* _Task to complete_: The required result is the exact run of lines beginning at the one containing "the gray accent" and ending at the last line of the entries.

* _Input_:
# # # # #
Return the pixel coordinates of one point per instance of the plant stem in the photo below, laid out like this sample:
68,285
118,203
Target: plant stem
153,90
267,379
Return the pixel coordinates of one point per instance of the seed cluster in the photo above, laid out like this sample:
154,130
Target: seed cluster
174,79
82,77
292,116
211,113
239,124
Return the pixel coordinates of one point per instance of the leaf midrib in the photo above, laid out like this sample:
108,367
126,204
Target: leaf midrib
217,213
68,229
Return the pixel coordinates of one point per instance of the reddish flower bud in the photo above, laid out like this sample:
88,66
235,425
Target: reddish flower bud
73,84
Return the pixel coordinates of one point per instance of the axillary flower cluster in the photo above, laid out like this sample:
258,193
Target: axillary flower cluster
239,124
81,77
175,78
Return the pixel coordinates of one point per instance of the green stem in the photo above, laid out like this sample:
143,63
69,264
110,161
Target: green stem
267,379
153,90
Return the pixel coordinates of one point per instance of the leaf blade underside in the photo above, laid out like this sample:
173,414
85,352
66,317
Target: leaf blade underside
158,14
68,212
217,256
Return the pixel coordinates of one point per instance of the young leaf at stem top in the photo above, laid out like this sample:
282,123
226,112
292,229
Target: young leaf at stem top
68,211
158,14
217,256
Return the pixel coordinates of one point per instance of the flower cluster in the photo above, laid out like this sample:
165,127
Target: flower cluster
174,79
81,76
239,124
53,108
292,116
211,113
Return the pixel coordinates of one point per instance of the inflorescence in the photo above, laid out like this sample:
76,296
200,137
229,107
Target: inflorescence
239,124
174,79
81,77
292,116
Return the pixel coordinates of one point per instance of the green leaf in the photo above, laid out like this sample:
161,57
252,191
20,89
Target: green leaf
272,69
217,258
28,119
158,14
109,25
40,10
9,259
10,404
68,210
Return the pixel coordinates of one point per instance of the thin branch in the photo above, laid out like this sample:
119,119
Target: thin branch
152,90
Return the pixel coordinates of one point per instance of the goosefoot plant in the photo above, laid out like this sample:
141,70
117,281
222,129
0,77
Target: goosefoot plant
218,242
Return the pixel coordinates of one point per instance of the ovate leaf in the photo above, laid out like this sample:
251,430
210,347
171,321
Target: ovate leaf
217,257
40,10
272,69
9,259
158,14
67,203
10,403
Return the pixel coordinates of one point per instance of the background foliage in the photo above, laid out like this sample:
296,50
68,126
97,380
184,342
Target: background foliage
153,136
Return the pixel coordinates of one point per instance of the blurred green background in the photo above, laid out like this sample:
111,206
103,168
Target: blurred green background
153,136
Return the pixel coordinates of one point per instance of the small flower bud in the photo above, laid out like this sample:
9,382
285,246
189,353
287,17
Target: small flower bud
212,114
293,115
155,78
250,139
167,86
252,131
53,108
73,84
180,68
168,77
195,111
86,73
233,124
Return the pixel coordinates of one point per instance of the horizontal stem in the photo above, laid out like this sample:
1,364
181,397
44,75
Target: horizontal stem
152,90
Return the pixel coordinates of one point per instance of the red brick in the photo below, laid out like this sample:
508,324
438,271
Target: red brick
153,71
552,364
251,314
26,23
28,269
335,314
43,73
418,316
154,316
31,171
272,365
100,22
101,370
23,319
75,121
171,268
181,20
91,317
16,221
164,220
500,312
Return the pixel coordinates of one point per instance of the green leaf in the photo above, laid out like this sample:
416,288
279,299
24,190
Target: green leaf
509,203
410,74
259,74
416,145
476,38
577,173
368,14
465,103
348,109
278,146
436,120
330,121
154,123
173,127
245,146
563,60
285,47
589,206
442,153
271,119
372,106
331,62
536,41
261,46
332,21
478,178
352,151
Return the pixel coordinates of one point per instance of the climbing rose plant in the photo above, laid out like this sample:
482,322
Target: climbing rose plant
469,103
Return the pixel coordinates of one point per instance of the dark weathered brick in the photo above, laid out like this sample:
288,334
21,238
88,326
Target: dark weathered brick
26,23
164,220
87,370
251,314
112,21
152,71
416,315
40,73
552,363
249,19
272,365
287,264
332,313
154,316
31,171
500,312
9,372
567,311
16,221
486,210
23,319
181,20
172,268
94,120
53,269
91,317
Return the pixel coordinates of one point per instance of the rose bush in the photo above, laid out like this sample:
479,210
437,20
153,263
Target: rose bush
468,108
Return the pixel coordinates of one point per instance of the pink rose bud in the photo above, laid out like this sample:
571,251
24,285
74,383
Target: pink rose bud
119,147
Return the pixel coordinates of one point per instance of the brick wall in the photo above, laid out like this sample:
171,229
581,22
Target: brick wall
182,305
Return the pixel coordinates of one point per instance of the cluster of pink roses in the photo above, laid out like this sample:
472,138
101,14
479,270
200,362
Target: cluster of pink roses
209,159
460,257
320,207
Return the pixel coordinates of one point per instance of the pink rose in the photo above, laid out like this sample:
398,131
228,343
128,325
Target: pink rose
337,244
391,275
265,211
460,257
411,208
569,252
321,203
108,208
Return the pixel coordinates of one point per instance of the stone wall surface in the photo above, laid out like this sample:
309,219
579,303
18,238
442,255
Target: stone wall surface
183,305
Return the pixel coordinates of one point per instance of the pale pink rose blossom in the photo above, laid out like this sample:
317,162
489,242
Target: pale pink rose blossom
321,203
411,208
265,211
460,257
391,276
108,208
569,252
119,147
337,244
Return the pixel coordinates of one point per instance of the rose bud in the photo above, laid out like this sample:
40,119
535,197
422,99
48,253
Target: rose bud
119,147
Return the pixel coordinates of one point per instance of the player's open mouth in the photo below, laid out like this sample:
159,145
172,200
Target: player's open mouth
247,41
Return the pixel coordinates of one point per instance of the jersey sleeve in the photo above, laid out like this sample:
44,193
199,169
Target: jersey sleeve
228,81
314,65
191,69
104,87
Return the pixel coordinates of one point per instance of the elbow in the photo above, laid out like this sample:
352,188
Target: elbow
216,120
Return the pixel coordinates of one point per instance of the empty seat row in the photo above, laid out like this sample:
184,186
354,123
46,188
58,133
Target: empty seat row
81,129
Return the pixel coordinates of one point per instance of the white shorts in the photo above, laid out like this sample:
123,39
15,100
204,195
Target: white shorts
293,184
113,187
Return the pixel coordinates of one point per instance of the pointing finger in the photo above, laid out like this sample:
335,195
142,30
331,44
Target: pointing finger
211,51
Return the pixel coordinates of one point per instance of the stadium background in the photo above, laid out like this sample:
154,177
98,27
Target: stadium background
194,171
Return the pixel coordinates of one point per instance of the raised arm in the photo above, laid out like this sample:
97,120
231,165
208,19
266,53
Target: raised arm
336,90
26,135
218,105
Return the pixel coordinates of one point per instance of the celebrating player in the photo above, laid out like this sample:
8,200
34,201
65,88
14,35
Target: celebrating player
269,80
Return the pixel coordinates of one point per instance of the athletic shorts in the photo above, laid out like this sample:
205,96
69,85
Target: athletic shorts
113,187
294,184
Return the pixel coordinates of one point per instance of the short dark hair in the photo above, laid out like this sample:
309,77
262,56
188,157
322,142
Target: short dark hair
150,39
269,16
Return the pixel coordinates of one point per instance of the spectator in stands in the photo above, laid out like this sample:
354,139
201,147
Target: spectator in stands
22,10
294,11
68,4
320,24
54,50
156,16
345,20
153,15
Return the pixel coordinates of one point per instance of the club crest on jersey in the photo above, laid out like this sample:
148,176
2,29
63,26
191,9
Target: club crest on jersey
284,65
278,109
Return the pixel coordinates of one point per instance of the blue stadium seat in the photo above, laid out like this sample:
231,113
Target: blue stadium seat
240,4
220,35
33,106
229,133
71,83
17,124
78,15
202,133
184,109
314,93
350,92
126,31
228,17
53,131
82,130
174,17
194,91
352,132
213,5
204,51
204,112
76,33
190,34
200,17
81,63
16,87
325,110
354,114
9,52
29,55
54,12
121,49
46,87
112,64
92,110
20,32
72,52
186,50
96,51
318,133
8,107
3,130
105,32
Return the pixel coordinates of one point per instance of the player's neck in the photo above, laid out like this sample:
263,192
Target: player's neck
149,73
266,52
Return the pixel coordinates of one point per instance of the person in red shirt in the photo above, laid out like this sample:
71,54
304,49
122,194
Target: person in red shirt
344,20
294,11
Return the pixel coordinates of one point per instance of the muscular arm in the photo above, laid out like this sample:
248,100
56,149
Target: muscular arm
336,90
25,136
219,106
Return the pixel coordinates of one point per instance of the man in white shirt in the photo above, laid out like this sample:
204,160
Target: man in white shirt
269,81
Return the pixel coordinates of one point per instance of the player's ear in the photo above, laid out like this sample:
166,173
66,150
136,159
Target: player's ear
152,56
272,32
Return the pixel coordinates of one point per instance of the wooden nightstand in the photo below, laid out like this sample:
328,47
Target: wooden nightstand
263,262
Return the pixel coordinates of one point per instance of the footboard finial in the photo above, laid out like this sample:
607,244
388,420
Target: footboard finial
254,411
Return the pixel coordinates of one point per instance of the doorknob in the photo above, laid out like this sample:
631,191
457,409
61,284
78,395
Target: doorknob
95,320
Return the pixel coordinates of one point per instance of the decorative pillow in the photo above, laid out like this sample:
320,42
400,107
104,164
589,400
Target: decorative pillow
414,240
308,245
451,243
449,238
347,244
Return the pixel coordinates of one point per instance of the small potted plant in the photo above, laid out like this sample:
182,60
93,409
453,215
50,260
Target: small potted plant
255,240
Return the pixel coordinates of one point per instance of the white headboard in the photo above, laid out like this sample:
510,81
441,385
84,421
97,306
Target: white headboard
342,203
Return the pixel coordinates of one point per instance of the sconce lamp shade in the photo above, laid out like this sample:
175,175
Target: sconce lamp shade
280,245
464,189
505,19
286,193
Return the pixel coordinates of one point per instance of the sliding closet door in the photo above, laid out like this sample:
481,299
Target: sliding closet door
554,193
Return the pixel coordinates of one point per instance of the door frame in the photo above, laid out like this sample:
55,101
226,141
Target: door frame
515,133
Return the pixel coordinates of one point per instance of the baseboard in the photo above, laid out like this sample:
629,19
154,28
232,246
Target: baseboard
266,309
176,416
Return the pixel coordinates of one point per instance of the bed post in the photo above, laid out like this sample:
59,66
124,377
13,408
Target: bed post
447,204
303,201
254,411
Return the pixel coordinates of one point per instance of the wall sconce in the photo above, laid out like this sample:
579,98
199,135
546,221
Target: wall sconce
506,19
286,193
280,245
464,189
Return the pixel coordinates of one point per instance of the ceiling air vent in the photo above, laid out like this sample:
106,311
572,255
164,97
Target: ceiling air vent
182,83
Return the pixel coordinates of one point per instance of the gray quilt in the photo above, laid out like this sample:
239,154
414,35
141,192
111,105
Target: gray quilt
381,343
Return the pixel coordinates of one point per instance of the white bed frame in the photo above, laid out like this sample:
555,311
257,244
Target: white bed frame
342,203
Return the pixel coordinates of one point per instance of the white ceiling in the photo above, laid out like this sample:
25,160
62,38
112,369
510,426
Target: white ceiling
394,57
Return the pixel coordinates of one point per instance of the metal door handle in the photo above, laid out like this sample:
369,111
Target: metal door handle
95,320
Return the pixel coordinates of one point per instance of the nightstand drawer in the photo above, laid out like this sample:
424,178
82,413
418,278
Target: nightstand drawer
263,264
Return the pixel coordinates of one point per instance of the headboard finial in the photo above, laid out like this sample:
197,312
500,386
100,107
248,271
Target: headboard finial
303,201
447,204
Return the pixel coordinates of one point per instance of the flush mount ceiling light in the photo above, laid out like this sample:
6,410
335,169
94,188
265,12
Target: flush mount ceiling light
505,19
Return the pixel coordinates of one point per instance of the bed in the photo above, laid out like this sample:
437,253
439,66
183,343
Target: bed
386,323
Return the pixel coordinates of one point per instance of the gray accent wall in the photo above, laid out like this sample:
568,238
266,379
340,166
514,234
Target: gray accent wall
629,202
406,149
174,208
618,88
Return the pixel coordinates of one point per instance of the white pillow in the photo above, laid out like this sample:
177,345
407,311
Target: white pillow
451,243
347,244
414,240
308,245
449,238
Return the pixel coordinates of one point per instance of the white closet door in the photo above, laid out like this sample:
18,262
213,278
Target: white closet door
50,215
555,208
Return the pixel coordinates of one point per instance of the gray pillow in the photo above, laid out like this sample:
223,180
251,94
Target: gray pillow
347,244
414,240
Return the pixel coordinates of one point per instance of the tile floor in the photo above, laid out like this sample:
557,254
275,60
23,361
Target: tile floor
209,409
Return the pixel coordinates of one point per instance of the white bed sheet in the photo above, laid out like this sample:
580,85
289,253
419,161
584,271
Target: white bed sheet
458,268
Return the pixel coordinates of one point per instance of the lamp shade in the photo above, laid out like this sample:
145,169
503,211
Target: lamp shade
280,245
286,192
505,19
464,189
# # # # #
* _Result_:
Return the pixel coordinates of one point per instance of the gray accent wall in the photo above, laid out like this sample:
568,238
266,379
340,166
514,234
Target: gray accent wall
629,202
406,149
174,208
618,88
Return the pixel coordinates of one point per instance of the white pillow in the photo above, laid out like this sample:
177,345
407,311
Target: white pillow
451,243
347,244
414,240
308,245
449,238
Return the pixel coordinates of one point per instance of the white closet door in the photo above, laid out like this sample:
18,262
213,278
Target: white closet door
50,215
555,208
Return the pixel coordinates of one point per instance of the gray pillow in the photo above, laid out like this sample:
223,180
251,94
Target: gray pillow
347,244
414,240
Return the pixel coordinates of one point per instance of the tile floor in the photo above, laid out like this sample:
557,254
275,60
23,361
Target: tile floor
209,409
Return the pixel coordinates of one point per instance of the white bed sheet in the photo above, laid out like this sample:
580,85
289,253
419,161
584,271
Target: white bed sheet
458,268
Return the pixel coordinates of one point per instance of the lamp shade in the photo above, laid out like this sample:
145,169
503,211
Target: lamp shade
280,245
286,192
505,19
464,189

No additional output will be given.